* What to do:
Translate this sentence from the passage on the Osage murders into Spanish: "One woman saw her sister, brother-in-law, and mother all killed under suspicious circumstances."

* Passage for review:
+++
The Killers of the Flower Moon: The Osage Murders and the Birth of the FBI
When vast oil depositories were discovered under the rocky Oklahoma land belonging to the Osage Indian Nation, tribe members quickly became some of the richest people in the country. As their wealth skyrocketed, they built extravagant homes, purchased fancy cars, and became the topic of incredulous news stories. And then, in the 1920s, someone began killing Osage members who had a stake in the oil rights.
From bullet wounds to poison to sudden explosions, the murders came one after another. One woman saw her sister, brother-in-law, and mother all killed under suspicious circumstances. When the death toll reached two dozen, the newly formed FBI stepped in — helmed by a young J. Edgar Hoover — and the Osage murders became one of its first highly publicized cases.
In The Killers of the Flower Moon, David Grann illuminates the brutality of the murders, the complexities of the investigation, and the systemic racial injustice entwined in the case.
+++
* Data supplied:
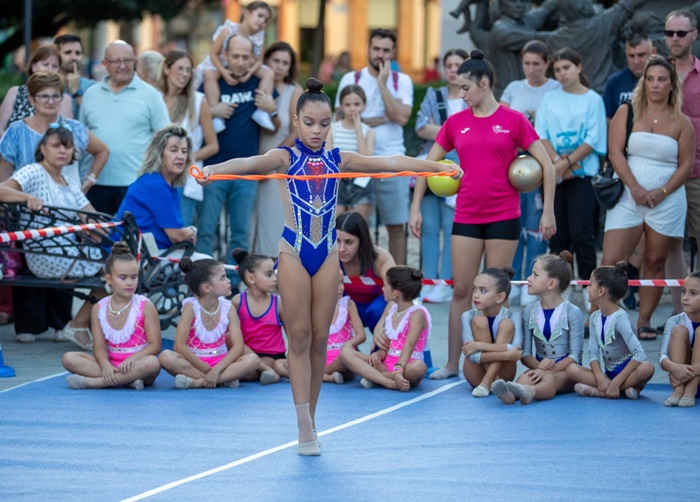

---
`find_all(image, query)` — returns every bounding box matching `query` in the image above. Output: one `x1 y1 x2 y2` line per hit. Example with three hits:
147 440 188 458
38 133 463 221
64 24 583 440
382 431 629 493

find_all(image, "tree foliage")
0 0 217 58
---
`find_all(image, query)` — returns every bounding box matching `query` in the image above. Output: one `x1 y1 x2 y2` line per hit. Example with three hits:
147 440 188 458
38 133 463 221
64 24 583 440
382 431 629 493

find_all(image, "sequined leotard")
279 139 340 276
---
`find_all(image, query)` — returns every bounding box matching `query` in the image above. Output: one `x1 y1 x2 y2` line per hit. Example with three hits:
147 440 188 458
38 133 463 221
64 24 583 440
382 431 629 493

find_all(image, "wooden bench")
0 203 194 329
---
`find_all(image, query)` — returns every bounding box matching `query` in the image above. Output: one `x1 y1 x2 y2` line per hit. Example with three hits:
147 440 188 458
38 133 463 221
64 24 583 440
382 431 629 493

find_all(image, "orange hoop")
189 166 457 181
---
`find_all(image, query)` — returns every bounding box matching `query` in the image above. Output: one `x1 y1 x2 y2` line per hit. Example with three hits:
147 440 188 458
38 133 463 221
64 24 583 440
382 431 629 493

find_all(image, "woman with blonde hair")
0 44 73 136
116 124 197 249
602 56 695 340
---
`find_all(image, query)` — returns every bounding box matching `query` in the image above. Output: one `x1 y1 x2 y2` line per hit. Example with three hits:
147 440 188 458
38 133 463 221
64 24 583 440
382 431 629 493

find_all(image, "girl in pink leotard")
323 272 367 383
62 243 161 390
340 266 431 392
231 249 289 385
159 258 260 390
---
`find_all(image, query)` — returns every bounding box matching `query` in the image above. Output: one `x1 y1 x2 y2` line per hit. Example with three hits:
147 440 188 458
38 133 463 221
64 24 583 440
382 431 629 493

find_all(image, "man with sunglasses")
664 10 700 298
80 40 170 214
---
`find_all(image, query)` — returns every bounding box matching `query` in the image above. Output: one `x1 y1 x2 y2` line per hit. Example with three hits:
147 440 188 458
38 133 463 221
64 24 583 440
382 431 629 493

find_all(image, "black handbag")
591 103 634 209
+++
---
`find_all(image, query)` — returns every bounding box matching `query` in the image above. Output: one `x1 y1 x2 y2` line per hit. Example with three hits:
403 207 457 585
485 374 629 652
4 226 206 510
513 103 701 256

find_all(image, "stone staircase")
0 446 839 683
+++
* Written answer:
Una mujer vio cómo su hermana, su cuñado y su madre eran asesinados, todos en circunstancias sospechosas.